_Image point annotation entries_.
━━━━━━

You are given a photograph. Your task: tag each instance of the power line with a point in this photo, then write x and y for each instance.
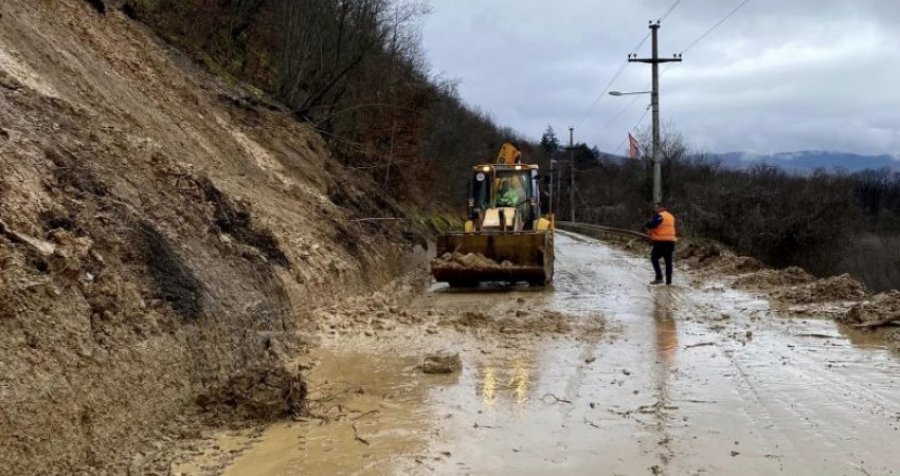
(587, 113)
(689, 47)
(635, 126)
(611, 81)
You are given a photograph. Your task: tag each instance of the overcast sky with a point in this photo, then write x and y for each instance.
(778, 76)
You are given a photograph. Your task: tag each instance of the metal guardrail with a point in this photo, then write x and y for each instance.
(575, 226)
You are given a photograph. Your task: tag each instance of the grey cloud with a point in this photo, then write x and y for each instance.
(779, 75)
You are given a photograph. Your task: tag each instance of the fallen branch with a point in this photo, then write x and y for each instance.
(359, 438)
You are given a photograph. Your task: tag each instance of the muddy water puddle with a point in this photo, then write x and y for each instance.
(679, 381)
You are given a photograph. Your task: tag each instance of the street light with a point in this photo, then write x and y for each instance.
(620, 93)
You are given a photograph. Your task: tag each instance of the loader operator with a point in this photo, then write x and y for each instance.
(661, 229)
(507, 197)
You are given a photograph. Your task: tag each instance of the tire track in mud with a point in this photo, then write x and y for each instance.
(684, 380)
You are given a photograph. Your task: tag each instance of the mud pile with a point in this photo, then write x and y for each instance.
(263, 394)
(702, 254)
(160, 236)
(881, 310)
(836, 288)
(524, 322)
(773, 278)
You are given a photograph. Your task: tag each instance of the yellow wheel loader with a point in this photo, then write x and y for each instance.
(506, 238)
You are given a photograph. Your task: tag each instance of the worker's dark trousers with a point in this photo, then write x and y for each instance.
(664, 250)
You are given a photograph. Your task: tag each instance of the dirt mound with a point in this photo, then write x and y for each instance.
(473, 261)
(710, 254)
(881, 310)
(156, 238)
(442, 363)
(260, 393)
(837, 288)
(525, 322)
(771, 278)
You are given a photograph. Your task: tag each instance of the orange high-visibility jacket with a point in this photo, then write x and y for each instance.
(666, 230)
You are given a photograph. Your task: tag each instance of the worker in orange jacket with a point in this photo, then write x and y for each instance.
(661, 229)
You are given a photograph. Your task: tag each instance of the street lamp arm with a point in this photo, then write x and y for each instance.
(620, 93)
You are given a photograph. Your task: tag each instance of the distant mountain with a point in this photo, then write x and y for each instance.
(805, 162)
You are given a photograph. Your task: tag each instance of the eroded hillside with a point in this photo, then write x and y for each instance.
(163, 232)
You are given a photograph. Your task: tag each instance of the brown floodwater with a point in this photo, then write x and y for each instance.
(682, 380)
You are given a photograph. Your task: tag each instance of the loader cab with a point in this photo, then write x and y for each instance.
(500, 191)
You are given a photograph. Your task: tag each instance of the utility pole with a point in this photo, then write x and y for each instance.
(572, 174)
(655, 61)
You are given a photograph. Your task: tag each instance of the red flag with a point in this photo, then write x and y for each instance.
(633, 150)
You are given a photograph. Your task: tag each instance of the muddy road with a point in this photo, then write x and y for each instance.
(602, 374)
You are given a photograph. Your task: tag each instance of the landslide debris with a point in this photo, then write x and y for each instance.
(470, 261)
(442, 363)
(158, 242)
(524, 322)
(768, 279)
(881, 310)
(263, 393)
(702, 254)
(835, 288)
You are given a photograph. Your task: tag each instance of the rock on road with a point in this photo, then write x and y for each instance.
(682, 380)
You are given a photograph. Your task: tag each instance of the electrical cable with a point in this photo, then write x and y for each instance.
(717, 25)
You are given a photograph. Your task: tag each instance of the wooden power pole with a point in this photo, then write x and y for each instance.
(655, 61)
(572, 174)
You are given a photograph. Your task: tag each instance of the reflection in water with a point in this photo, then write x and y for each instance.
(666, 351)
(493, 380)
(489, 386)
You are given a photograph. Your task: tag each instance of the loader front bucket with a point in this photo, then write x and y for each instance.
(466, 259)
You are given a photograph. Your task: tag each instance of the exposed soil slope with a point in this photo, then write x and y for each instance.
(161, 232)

━━━━━━

_DIRECTIVE_. Rescale the part of the lines that opens with the line containing "the muddy road" and runs through the end of the lines, both ends included. Repeat each line, requests included, and multiply every x and y coordinate in the answers by 1.15, rounding to whole numbers with halves rounded up.

_REPLY_.
You are given a photograph. Your task: tag each instance of the muddy road with a point in this photo, then write x and y for each instance.
(692, 430)
You are given a photograph. Your task: tag each instance of the landslide debris with a point in this photo, then write x and y for each instance.
(541, 300)
(508, 417)
(182, 278)
(603, 370)
(883, 321)
(1013, 357)
(302, 452)
(807, 292)
(960, 331)
You are given a photograph. Your task: tag each instance of the rock on road with a point in this photo, then write x and y for each instance.
(784, 437)
You are given a photograph. Your task: tag each instance of the electrical cable with a point in this photo, then write x and y for each instance.
(825, 29)
You are given a photograph. Your task: tag each instance of the wooden power pole with a point in this photo, then write x and y for each instance.
(753, 70)
(658, 200)
You are given a photograph. Your task: tag each instance of the reflection in water with a point in this photo, then write x and y for each instance.
(766, 404)
(567, 437)
(562, 444)
You are given a photograph. Your task: tag each instance of the loader front bucket with a point in this photo, then write x and y for each instance.
(536, 298)
You are given a photograph. Your task: tag each instance of the exposed soil slope with a point in this photo, then write x and y for each instance.
(185, 267)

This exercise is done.